WORK TO DO
A: In the notification thread below, which services does zobzu say must also be suppressed for the approach to work best?
B: In the notification thread below, what does the first poster say now goes to their inbox?

* BEGIN PAGE TEXT *

I think this may be my actual problem. I started a website that now has
customer support that goes to my inbox. I'm looking into delegating it.

They're not emails I can ignore, and they take time. Apart from that, email
volume isn't too bad.

------
zobzu
basically this force ppl to only check for things at specific times instead of
having to instantly interrupt work.

its more of a social issue than a technological one. some people will have
proper notifications setup and even when they get them, will not go check what
this is about immediately (maybe 3 or 4h later they will). It requires a lot
of self control or a certain mind set tho so I can see why you'
technologically enforce that behavior.

Note that you have to suppress twitter, fb, sms, etc as well for this to work
best.. thus.. thus there's still room for changing our habits when setting up
notifications and responding to them.

personally i made myself a rule that no notification is important enough for
my direct attention. so i kept notifications via my phone vibrating only for
direct calls (because people dont like voicemail and dont call a lot anyway)
and for special msgs that due to the work i do need immediate attention
(security incidents).

* END PAGE TEXT *
* BEGIN DATASET EXCERPT *

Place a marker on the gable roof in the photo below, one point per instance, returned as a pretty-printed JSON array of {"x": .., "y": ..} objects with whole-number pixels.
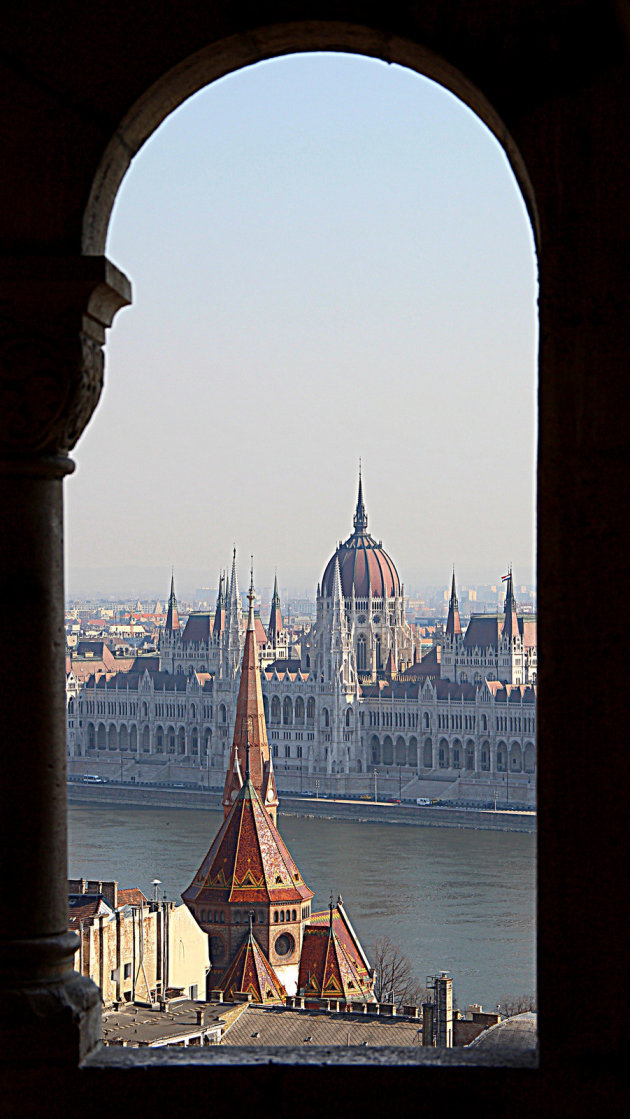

* END DATASET EXCERPT *

RESPONSES PER TASK
A: Twitter, fb, and sms

B: Customer support for the website they started